* _Passage shown_:
## Start

Love Our Heroes
Here it is again, the “unofficial” start of the summer. I did some research and found out that the summer solstice is not until 11:09 pm on June 20th, but by then, we will be deep into swimming pools, backyard picnics, family trips to the beach, and amusement parks. So let’s just leave science behind, and this weekend let’s enter into our summer mode!
Memorial Day is one of our national holidays which honors the men and women who died while serving in the United States military. Originally know as Decoration Day in the years that followed the American Civil War, the name change came in 1882 and by the mid 20th century it included the recognition of all Americans who had died while serving in the United States Armed Forces. Moved from its original date of the 30th of May in 1971, we now celebrate it on the last Monday in the month of May.
“Decoration Day is the most beautiful of our national holidays…The grim have turned into palm branches, and the shell and shrapnel into peach blossom. (Thomas Bailey Aldrich)
Families often gather for barbecues, towns have patriotic parades, flags decorate homes and businesses, and some people use it as an occasion to visit the grave-sites of deceased relatives, whether they had served in the military or not.

## End

* _Given instruction_:
In the Memorial Day passage, on what date was the holiday originally observed before it was moved in 1971? The rows that come next are drawn from a separate source unrelated to the Memorial Day passage.

* _Data extract_:

## Start

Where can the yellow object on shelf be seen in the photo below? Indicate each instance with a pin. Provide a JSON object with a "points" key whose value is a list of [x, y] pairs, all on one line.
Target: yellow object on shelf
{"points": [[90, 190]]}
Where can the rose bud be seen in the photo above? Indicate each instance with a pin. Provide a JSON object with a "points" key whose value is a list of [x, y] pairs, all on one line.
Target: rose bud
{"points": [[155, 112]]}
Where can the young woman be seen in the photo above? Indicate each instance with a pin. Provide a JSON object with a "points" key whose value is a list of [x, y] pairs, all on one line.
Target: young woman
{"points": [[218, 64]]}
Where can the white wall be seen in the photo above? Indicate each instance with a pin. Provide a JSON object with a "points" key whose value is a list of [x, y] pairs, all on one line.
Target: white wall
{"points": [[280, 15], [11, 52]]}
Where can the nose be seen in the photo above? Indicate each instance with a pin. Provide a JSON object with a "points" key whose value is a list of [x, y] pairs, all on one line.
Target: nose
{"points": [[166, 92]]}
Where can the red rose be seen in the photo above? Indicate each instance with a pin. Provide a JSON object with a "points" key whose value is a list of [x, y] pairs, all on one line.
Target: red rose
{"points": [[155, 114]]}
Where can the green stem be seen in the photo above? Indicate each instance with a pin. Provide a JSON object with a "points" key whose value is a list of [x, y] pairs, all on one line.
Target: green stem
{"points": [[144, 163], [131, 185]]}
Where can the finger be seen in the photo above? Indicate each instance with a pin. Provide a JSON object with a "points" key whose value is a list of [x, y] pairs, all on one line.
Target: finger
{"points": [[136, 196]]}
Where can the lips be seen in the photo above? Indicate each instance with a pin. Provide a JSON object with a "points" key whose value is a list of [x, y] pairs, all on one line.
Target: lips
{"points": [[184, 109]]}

## End

* _Solution to this task_:
The 30th of May.